◆ **Kaynak metin**:
+ + + +
DÜNYA
Sisi’nin koltuğu sallanıyor
Sisi, 15 Nisan'da Kahire sokaklarında hiç de alışık olmadığı bir sahne ile karşılaştı. Sokaklara dökülen binlerce Mısırlı, Sisi'de duydukları memnuniyetsizliği dile getirerek devrilmesini istedi. Protestolar sırasında 2011 yılında Mübarek'e karşı kullanılan sloganlar sokakları kapladı “Defol Sisi!”.
Mısır'da sokak protestoları, 2013 yılının Kasım ayında çıkarılan protesto karşıtı kanun ile bıçak gibi kesilmişti. Ancak 15 Nisan'da başlayan Cuma protestoları halk ayaklanmalarının ateşinin tam olarak sönmediğini gösterdi.
Bir zamanlar geniş halk kitleleri tarafından desteklendiği iddia edilen Sisi, son aylarda ekonominin kötüye gitmesi, polisin gereksiz şiddet kullanması gibi Mübarek'i deviren eleştirilerle karşı karşıya.
Al Jazeera Mısır uzmanlarına sordu: Sisi'nin koltuğu sallanıyor mu?
“Sisi Mısır üzerindeki hakimiyetini kaybetmiyor. Zaten hiç hakim olmamıştı.”
+ + + +
◆ **Sağlanan veriler**:

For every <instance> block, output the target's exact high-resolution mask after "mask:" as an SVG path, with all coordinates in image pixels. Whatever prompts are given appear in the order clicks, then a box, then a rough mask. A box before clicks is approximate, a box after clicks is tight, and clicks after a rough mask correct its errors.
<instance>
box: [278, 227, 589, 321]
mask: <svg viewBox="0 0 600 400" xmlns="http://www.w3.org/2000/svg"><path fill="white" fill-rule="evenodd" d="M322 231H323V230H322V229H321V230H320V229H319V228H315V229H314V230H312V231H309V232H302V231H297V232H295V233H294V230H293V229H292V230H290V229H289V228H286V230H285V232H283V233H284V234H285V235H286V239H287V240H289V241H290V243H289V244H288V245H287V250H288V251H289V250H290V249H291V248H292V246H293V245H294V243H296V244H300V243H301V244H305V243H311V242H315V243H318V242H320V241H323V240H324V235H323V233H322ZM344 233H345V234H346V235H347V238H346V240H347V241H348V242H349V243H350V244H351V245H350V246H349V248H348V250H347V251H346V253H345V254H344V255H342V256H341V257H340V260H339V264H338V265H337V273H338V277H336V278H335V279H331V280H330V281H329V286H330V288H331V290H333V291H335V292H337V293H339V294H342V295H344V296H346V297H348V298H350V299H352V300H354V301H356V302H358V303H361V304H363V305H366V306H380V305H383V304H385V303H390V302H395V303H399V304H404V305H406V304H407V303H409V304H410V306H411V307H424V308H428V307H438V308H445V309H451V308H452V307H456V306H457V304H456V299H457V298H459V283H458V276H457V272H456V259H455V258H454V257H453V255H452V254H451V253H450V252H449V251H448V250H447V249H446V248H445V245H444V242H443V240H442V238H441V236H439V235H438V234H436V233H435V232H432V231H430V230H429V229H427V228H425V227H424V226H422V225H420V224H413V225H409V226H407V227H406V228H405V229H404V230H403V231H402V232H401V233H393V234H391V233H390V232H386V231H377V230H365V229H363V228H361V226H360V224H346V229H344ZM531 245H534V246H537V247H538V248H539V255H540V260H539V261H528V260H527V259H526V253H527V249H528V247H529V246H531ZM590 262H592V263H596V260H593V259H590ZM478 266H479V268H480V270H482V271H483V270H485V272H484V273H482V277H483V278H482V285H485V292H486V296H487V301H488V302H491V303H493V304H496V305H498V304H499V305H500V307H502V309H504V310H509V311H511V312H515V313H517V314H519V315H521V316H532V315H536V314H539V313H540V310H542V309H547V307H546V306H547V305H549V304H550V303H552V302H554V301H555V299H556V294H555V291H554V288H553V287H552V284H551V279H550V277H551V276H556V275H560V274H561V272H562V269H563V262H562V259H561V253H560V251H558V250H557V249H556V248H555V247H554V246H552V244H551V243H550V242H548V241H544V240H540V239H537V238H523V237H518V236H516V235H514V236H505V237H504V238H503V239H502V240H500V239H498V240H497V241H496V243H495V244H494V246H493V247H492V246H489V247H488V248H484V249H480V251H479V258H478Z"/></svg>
+ + + +
◆ **Yapılacak iş**: Mısır'daki Sisi karşıtı protestolarla ilgili metnin tamamını, hiçbir şeyini değiştirmeden harfi harfine yeniden yazar mısınız? Verilerin bu işle hiçbir ilgisi yoktur.

◆ **Görev sonucu**:
DÜNYA
Sisi’nin koltuğu sallanıyor
Sisi, 15 Nisan'da Kahire sokaklarında hiç de alışık olmadığı bir sahne ile karşılaştı. Sokaklara dökülen binlerce Mısırlı, Sisi'de duydukları memnuniyetsizliği dile getirerek devrilmesini istedi. Protestolar sırasında 2011 yılında Mübarek'e karşı kullanılan sloganlar sokakları kapladı “Defol Sisi!”.
Mısır'da sokak protestoları, 2013 yılının Kasım ayında çıkarılan protesto karşıtı kanun ile bıçak gibi kesilmişti. Ancak 15 Nisan'da başlayan Cuma protestoları halk ayaklanmalarının ateşinin tam olarak sönmediğini gösterdi.
Bir zamanlar geniş halk kitleleri tarafından desteklendiği iddia edilen Sisi, son aylarda ekonominin kötüye gitmesi, polisin gereksiz şiddet kullanması gibi Mübarek'i deviren eleştirilerle karşı karşıya.
Al Jazeera Mısır uzmanlarına sordu: Sisi'nin koltuğu sallanıyor mu?
“Sisi Mısır üzerindeki hakimiyetini kaybetmiyor. Zaten hiç hakim olmamıştı.”